The records below must be written out exactly, with every picture left behind.

= Beginning of Section =

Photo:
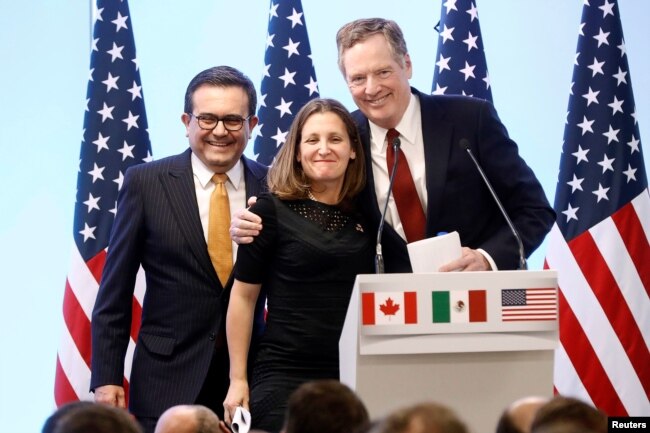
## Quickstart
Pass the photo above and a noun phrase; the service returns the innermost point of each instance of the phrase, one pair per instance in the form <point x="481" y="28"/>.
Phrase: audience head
<point x="325" y="406"/>
<point x="84" y="417"/>
<point x="188" y="419"/>
<point x="568" y="415"/>
<point x="422" y="418"/>
<point x="518" y="417"/>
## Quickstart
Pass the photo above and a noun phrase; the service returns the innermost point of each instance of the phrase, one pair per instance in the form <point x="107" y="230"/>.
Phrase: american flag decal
<point x="599" y="244"/>
<point x="289" y="78"/>
<point x="114" y="138"/>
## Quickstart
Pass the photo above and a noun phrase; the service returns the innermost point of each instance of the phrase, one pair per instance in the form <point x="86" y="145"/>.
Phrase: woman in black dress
<point x="305" y="261"/>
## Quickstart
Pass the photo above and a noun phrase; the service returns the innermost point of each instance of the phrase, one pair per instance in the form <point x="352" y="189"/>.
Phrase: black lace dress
<point x="306" y="258"/>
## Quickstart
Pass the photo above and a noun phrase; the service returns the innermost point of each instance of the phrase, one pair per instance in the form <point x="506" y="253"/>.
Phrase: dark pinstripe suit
<point x="183" y="312"/>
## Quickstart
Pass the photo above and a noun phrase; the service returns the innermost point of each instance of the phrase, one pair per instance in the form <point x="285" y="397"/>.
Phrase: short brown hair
<point x="359" y="30"/>
<point x="286" y="177"/>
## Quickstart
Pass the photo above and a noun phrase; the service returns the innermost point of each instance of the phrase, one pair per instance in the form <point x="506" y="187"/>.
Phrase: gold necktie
<point x="219" y="243"/>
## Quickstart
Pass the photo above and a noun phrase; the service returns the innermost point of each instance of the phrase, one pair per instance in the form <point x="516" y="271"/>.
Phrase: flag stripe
<point x="368" y="308"/>
<point x="607" y="291"/>
<point x="410" y="307"/>
<point x="477" y="306"/>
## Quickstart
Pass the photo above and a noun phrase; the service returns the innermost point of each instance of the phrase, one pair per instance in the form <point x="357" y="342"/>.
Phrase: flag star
<point x="126" y="150"/>
<point x="111" y="82"/>
<point x="487" y="80"/>
<point x="119" y="180"/>
<point x="450" y="5"/>
<point x="581" y="155"/>
<point x="634" y="145"/>
<point x="586" y="125"/>
<point x="269" y="40"/>
<point x="630" y="173"/>
<point x="468" y="71"/>
<point x="97" y="14"/>
<point x="601" y="193"/>
<point x="616" y="105"/>
<point x="120" y="22"/>
<point x="607" y="9"/>
<point x="106" y="112"/>
<point x="284" y="107"/>
<point x="92" y="202"/>
<point x="473" y="12"/>
<point x="287" y="77"/>
<point x="101" y="142"/>
<point x="591" y="96"/>
<point x="622" y="47"/>
<point x="571" y="213"/>
<point x="115" y="52"/>
<point x="131" y="121"/>
<point x="446" y="34"/>
<point x="273" y="12"/>
<point x="596" y="67"/>
<point x="601" y="37"/>
<point x="439" y="90"/>
<point x="148" y="158"/>
<point x="295" y="18"/>
<point x="97" y="172"/>
<point x="471" y="42"/>
<point x="576" y="184"/>
<point x="312" y="86"/>
<point x="280" y="137"/>
<point x="292" y="48"/>
<point x="606" y="163"/>
<point x="612" y="134"/>
<point x="135" y="91"/>
<point x="88" y="232"/>
<point x="443" y="63"/>
<point x="620" y="76"/>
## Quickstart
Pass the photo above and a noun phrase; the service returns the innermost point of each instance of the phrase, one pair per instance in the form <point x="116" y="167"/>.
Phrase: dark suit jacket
<point x="457" y="199"/>
<point x="183" y="314"/>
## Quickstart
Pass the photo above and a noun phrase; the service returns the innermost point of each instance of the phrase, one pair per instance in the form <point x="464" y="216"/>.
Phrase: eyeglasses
<point x="231" y="122"/>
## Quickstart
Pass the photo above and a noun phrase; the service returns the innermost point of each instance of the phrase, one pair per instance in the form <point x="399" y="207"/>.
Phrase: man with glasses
<point x="168" y="219"/>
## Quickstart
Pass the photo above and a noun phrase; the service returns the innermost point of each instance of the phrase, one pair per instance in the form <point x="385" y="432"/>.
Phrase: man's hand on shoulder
<point x="245" y="225"/>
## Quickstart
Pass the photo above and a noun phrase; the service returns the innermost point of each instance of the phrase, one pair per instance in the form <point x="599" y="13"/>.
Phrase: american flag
<point x="289" y="78"/>
<point x="599" y="244"/>
<point x="114" y="137"/>
<point x="461" y="68"/>
<point x="521" y="305"/>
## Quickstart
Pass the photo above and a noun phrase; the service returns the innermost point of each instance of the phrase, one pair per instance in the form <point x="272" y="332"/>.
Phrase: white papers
<point x="429" y="254"/>
<point x="241" y="420"/>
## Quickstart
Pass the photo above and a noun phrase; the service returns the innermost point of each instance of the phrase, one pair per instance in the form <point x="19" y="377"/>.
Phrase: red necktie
<point x="406" y="196"/>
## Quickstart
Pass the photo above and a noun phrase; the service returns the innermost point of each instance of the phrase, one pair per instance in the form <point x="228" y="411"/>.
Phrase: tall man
<point x="449" y="194"/>
<point x="167" y="221"/>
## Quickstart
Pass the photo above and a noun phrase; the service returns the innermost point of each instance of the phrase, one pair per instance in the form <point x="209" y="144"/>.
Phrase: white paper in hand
<point x="429" y="254"/>
<point x="241" y="421"/>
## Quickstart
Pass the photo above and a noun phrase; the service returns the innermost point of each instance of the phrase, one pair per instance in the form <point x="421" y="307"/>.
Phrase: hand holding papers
<point x="429" y="254"/>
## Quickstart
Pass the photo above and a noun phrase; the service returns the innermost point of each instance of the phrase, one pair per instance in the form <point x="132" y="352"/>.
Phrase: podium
<point x="473" y="341"/>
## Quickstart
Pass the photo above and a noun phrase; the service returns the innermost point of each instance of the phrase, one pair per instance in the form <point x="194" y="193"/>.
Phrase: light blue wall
<point x="44" y="46"/>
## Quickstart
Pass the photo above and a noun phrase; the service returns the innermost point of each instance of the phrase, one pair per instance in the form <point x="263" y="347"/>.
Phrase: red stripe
<point x="410" y="307"/>
<point x="77" y="323"/>
<point x="368" y="308"/>
<point x="477" y="306"/>
<point x="63" y="390"/>
<point x="586" y="362"/>
<point x="629" y="226"/>
<point x="602" y="282"/>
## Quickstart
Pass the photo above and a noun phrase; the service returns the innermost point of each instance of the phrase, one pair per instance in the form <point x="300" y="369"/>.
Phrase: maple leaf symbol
<point x="389" y="308"/>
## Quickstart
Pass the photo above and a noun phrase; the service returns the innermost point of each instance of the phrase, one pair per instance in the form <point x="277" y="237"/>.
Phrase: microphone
<point x="379" y="258"/>
<point x="464" y="144"/>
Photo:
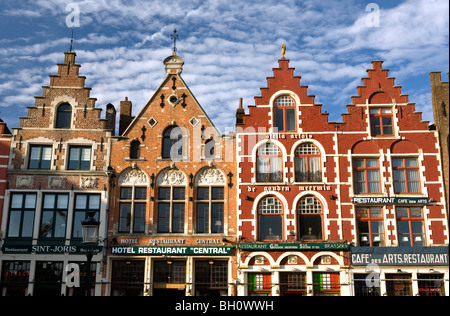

= End of Section =

EXERCISE ANSWER
Photo:
## Quickstart
Pass the photo above and a noun phrase; the service returns the innermost point of each instance of the phrase, one pair per instance in the form <point x="481" y="28"/>.
Phrase: audience head
<point x="325" y="406"/>
<point x="84" y="417"/>
<point x="188" y="419"/>
<point x="568" y="415"/>
<point x="422" y="418"/>
<point x="518" y="417"/>
## Quickstart
Pass the photo above and a noun phrase; the service returns the innermost point of each instance of the phrase, one pair per instance in the form <point x="107" y="230"/>.
Phrase: american flag decal
<point x="599" y="244"/>
<point x="289" y="78"/>
<point x="114" y="138"/>
## Quickstart
Pass the photo above and a noun phrase; the service returns the innermost point of each instance of the phrase, one pair per instance in the form <point x="86" y="145"/>.
Phrase: woman in black dress
<point x="305" y="261"/>
## Quickstart
Pass the photo above and a noun phrase; the service returns the innermost point of each instance of the phrase, one pair per instance in the form <point x="352" y="189"/>.
Phrase: black lace dress
<point x="306" y="258"/>
## Quickstart
Pass the photo above and a noun phrase; the service returns the innermost point of each instance of the phrase, one pair per instance in the form <point x="506" y="253"/>.
Phrase: dark pinstripe suit
<point x="183" y="312"/>
## Quickstart
Pass the photo above and a noun phrase; the service returns the innermost point of each instance of the phrase, one pair per instance in the form <point x="285" y="397"/>.
Phrase: short brown hair
<point x="359" y="30"/>
<point x="286" y="177"/>
## Quickstart
Pass the photo above and a noun phrase; the service returns the innermost point of each instance of the phrase, one pair per instance in the form <point x="506" y="187"/>.
Phrase: gold necktie
<point x="219" y="243"/>
## Quickstart
Pass the photo above and a noun phrase; the service returns the innermost point of each instance of the phrase, one pair per instance in the form <point x="516" y="271"/>.
Phrase: flag stripe
<point x="368" y="308"/>
<point x="607" y="291"/>
<point x="410" y="307"/>
<point x="477" y="306"/>
## Quickstart
Pass the photo above and a noun phrase; the service returns the innermost point of each instance of the phrase, one pair per instance in the form <point x="357" y="342"/>.
Phrase: flag star
<point x="126" y="150"/>
<point x="111" y="82"/>
<point x="487" y="80"/>
<point x="119" y="180"/>
<point x="450" y="5"/>
<point x="581" y="155"/>
<point x="634" y="145"/>
<point x="586" y="125"/>
<point x="269" y="40"/>
<point x="630" y="173"/>
<point x="468" y="71"/>
<point x="97" y="14"/>
<point x="601" y="193"/>
<point x="616" y="105"/>
<point x="120" y="22"/>
<point x="607" y="9"/>
<point x="106" y="112"/>
<point x="284" y="107"/>
<point x="92" y="202"/>
<point x="473" y="12"/>
<point x="287" y="77"/>
<point x="101" y="142"/>
<point x="591" y="96"/>
<point x="622" y="47"/>
<point x="571" y="213"/>
<point x="115" y="52"/>
<point x="131" y="121"/>
<point x="446" y="34"/>
<point x="273" y="12"/>
<point x="596" y="67"/>
<point x="601" y="37"/>
<point x="439" y="90"/>
<point x="148" y="158"/>
<point x="295" y="18"/>
<point x="97" y="172"/>
<point x="471" y="42"/>
<point x="576" y="184"/>
<point x="312" y="86"/>
<point x="280" y="137"/>
<point x="292" y="48"/>
<point x="606" y="163"/>
<point x="612" y="134"/>
<point x="135" y="91"/>
<point x="88" y="232"/>
<point x="443" y="63"/>
<point x="620" y="76"/>
## Quickstart
Pass the photo above and a noun phrase; the service returns the innermost point of each instance of the phrase, one pair per instance in the form <point x="116" y="167"/>.
Phrase: dark suit jacket
<point x="457" y="199"/>
<point x="183" y="314"/>
## Quickstart
Pass the photo above and a noun phrase; the service returns the innermost point of each instance of the phrase, one pair per instance in the form <point x="464" y="216"/>.
Phrase: eyeglasses
<point x="231" y="122"/>
## Quickstart
Pass the photo above and a noun phrase; the service returns the innermost point of each instance of the phrase, one pair per instance in the form <point x="399" y="207"/>.
Phrase: man with glasses
<point x="168" y="219"/>
## Quickstart
Pass the photo above and a noun phrase; the service returns the innermost point of each instance of the phrase, one pair per instance in the form <point x="385" y="432"/>.
Phrase: man's hand on shoulder
<point x="245" y="225"/>
## Quickstart
Pass the photo above and a noun phrase; the service returns the innermost point of each instance of the phrase, one pair per instance in the form <point x="599" y="13"/>.
Phrase: american flag
<point x="289" y="78"/>
<point x="599" y="244"/>
<point x="114" y="137"/>
<point x="461" y="68"/>
<point x="521" y="305"/>
## Quickstart
Pass the photo above and a noun phrase; the service returns the innermost point of each instance of the phrase, one pair per instance in the form <point x="272" y="332"/>.
Phrase: white papers
<point x="429" y="254"/>
<point x="241" y="420"/>
## Quickstart
Pass the photo above and a noun phrase; the service returns the innermost point of each instance of the phrase, one pair per instance in the form <point x="19" y="377"/>.
Phrase: red necktie
<point x="406" y="196"/>
## Quickstart
Pass the photo above and a noun phrase; the service returns the innermost point of each instance of the phrase, one pair per instance in the form <point x="228" y="411"/>.
Phrase: tall man
<point x="449" y="194"/>
<point x="167" y="221"/>
## Quickstart
Pass the photo above and a noun phrase; the service returns the innermost point of each instance of the phrase, one pair per instance in the form <point x="209" y="144"/>.
Phrase: white paper in hand
<point x="429" y="254"/>
<point x="241" y="421"/>
## Quickstart
Pass the photo above and a noun phrase; the service returns the innermost point of each instance of the phrase, one pair per instance in the form <point x="421" y="307"/>.
Phrase: hand holding papers
<point x="429" y="254"/>
## Quickstart
Pass the photo above and a noun phrase; the service returns the innermost point of each instance of the phrase, one pair per instance in the form <point x="132" y="352"/>.
Phrase: podium
<point x="473" y="341"/>
## Quickstart
Pass the photo above and a noun phrase; the service returns the innermost point of each instance of the phrase, one pair per instance in the form <point x="194" y="193"/>.
Phrase: light blue wall
<point x="44" y="46"/>
## Quickstart
Pass the photo above and a noun phrase; the service returns the innermost point of each instance of the phrase, one pair per instance in the form <point x="263" y="347"/>.
Phrase: red stripe
<point x="410" y="307"/>
<point x="77" y="323"/>
<point x="368" y="308"/>
<point x="477" y="306"/>
<point x="63" y="390"/>
<point x="586" y="362"/>
<point x="629" y="226"/>
<point x="602" y="282"/>
## Quickstart
Pass the photo above and a noun phrase; the service returns the innermost point of each instance of the phrase, one pair per instance in the form <point x="300" y="369"/>.
Phrase: maple leaf symbol
<point x="389" y="308"/>
## Quickstart
Pass the photo above and a noun phrase; the service returns the innermost point of each instance of the phrase, one pair per instance in the form <point x="277" y="237"/>.
Phrase: microphone
<point x="379" y="258"/>
<point x="464" y="144"/>
Photo:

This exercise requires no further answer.